▶ [Your assignment]
Keeping every word in place, write out the entries that come next.

▶ [Material supplied]
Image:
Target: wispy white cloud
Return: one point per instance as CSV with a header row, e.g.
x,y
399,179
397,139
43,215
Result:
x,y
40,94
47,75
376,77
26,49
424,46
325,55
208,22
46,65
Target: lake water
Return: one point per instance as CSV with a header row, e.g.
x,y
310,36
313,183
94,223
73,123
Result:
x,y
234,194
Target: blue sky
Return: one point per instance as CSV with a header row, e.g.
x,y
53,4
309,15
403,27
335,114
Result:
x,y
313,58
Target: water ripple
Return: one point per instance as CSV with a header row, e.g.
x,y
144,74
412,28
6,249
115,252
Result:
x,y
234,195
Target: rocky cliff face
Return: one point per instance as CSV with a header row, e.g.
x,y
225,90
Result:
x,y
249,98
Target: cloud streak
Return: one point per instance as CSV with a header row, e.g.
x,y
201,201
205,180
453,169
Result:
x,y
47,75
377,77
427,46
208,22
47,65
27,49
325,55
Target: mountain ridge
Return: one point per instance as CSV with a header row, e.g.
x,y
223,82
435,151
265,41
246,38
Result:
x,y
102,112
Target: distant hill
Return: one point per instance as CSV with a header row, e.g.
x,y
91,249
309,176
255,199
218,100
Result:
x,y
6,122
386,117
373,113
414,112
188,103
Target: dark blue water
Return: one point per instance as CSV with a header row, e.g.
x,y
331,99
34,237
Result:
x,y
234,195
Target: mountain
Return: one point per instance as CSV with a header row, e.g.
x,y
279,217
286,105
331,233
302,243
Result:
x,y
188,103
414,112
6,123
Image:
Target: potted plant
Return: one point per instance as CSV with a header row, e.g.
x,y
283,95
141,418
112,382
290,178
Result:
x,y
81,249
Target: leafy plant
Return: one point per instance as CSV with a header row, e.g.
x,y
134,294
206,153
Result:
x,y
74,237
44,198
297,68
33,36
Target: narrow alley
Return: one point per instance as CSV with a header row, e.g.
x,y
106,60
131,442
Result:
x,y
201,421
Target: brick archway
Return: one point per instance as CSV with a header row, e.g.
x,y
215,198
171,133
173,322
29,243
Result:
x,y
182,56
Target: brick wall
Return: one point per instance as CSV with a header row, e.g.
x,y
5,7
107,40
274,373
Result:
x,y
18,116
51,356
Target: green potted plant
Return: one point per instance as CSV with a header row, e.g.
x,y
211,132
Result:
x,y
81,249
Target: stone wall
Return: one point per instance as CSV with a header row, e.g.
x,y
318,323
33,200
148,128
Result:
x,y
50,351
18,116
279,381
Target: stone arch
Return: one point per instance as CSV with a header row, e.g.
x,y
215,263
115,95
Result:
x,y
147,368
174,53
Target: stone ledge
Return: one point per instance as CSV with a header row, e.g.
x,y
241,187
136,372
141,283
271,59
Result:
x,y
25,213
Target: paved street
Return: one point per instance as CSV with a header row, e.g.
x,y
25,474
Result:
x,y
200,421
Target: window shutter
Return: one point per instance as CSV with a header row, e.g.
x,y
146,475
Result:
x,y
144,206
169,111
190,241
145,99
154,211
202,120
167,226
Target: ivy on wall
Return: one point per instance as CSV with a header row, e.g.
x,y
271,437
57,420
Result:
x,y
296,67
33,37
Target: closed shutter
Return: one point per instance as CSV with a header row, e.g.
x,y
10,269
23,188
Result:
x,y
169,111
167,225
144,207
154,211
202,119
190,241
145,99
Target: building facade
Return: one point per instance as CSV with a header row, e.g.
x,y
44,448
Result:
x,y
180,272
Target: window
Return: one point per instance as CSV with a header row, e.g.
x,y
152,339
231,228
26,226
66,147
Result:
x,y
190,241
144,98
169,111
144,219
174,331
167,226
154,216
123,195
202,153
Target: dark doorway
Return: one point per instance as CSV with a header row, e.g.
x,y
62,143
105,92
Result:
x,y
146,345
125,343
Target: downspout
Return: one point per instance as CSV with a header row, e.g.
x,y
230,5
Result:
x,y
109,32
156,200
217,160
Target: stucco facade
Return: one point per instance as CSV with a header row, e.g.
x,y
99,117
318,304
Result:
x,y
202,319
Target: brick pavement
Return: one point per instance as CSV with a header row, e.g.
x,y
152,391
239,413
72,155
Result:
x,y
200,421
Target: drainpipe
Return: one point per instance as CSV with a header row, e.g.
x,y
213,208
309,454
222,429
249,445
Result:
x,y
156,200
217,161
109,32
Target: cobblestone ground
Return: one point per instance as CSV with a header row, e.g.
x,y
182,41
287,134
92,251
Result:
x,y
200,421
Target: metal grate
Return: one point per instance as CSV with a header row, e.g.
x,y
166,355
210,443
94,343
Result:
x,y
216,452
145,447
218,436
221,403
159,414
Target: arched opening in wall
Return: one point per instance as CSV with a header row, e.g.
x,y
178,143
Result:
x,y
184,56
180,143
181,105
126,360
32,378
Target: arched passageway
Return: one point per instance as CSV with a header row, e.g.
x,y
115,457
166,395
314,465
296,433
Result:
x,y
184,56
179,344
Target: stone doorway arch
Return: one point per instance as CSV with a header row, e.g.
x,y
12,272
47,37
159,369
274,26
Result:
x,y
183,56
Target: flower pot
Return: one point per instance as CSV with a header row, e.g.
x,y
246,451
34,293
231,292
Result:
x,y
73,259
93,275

▶ [Your solution]
Image:
Target: wispy white cloud
Return: one point per instance as CSV with a header row, e.g.
x,y
399,179
397,139
43,215
Result:
x,y
40,94
47,75
376,77
26,49
424,46
325,55
208,22
46,65
Target: lake water
Return: one point per instance as CSV with a header row, e.g.
x,y
310,36
313,183
94,223
73,123
Result:
x,y
234,194
Target: blue sky
Return: one point per instance as CSV with a header row, e.g.
x,y
53,4
309,15
403,27
335,114
Result:
x,y
313,58
Target: water ripple
Return: one point per instance as CSV with a header row, e.g.
x,y
144,74
412,28
6,249
115,252
Result:
x,y
234,195
Target: rocky cliff face
Return: one point per instance as CSV with a header row, e.g.
x,y
225,90
Result:
x,y
249,98
Target: cloud streak
Return: one point per instance as CSV with a header row, e.g.
x,y
201,201
205,180
453,169
Result:
x,y
47,75
377,77
427,46
208,22
47,65
27,49
325,55
Target: mountain ridge
Return: one point per instance as CSV with a header row, e.g.
x,y
223,82
435,151
265,41
246,38
Result:
x,y
102,112
Target: distant hill
Return: one point per instance as CSV with a header row, e.g.
x,y
91,249
309,176
255,199
218,100
Result:
x,y
6,122
386,117
373,113
414,112
188,103
Target: dark blue water
Return: one point per instance as CSV with a header row, e.g.
x,y
331,99
34,237
Result:
x,y
234,195
Target: mountain
Return: one point per instance as CSV with a header row, e.g.
x,y
279,217
286,105
331,233
302,243
Result:
x,y
188,103
414,112
6,123
Image:
Target: potted plant
Return: one point per instance as CSV with a header row, e.g.
x,y
283,95
141,418
112,382
290,178
Result:
x,y
81,249
Target: leafy plant
Return: one point per instance as CSV with a header row, e.g.
x,y
134,294
206,153
Result:
x,y
74,237
44,198
297,68
33,36
Target: narrow alley
Return: one point per instance as CSV with a header row, e.g.
x,y
106,60
131,442
Result:
x,y
201,421
Target: brick archway
Return: one point per instance as CSV with a header row, e.g.
x,y
215,198
171,133
173,322
29,243
Result:
x,y
182,56
Target: brick wall
Return: one point per instance as CSV with a header row, e.g.
x,y
5,7
107,40
274,373
Result:
x,y
18,116
51,356
Target: green potted plant
Return: one point per instance as CSV with a header row, e.g.
x,y
211,132
Result:
x,y
81,249
Target: stone wall
Return: one point per instance as CSV with a header row, e.g.
x,y
318,323
33,200
148,128
Result:
x,y
50,351
18,116
279,381
Target: stone arch
Return: one point per instance as CSV with a header row, e.g.
x,y
215,263
115,95
Result:
x,y
147,368
174,53
Target: stone ledge
Return: one point per instance as CSV with a header row, e.g.
x,y
241,187
136,372
141,283
271,59
Result:
x,y
25,213
Target: paved street
Return: one point per instance as CSV with a header row, e.g.
x,y
25,474
Result:
x,y
200,421
Target: window shutter
Return: one point per instance as CSV with a header row, e.g.
x,y
146,475
Result:
x,y
144,206
169,111
190,241
145,99
154,211
202,120
167,226
Target: ivy on wall
Return: one point per instance as CSV with a header row, e.g.
x,y
271,437
57,420
Result:
x,y
296,67
33,37
Target: closed shutter
Return: one point per instance as CSV with a header row, e.g.
x,y
10,269
23,188
Result:
x,y
169,111
167,225
144,207
154,211
202,119
190,241
145,99
Target: building facade
Return: one point per instance as CSV with a header row, e.g.
x,y
44,448
Result:
x,y
180,272
Target: window
Return: one point per instance as CSV with a header row, e.g.
x,y
152,339
231,228
26,226
66,147
Result:
x,y
190,241
144,98
169,111
144,219
174,331
167,226
154,216
123,195
202,153
Target: dark doorway
Return: one point per instance as CSV with a header row, e.g.
x,y
62,143
105,92
Result:
x,y
146,345
125,343
Target: downspout
Return: one point per instance as CSV with a header row, e.g.
x,y
230,5
Result:
x,y
109,32
156,200
217,160
Target: stucco facade
Return: one point per instance as CSV with a header row, e.g.
x,y
99,117
318,304
Result:
x,y
202,319
Target: brick pavement
Return: one point per instance as CSV with a header row, e.g.
x,y
152,391
239,413
72,155
Result:
x,y
200,421
Target: drainpipe
Return: one point per instance as CSV with a header row, e.g.
x,y
213,208
309,454
222,429
249,445
Result:
x,y
156,200
217,161
109,32
Target: cobblestone ground
Return: one point per instance as CSV with a header row, e.g.
x,y
182,41
287,134
92,251
Result:
x,y
200,421
Target: metal grate
Return: one point per instance as CSV with a header row, e.g.
x,y
166,355
210,443
94,343
Result:
x,y
216,452
145,447
218,436
221,403
159,414
Target: arched opening in wall
Return: one point per instance as CSV with a header row, e.g.
x,y
178,143
Result:
x,y
184,56
180,143
181,105
126,360
32,378
Target: arched passageway
Return: one point per instance as CSV with a header row, e.g.
x,y
115,457
166,395
314,465
296,433
Result:
x,y
184,56
179,344
Target: stone doorway arch
Return: one point per instance as CSV with a header row, e.g.
x,y
12,272
47,37
159,369
274,26
Result:
x,y
183,56
Target: flower pot
Return: one point per instance as CSV with a header row, e.g.
x,y
246,451
34,293
231,292
Result:
x,y
73,259
93,275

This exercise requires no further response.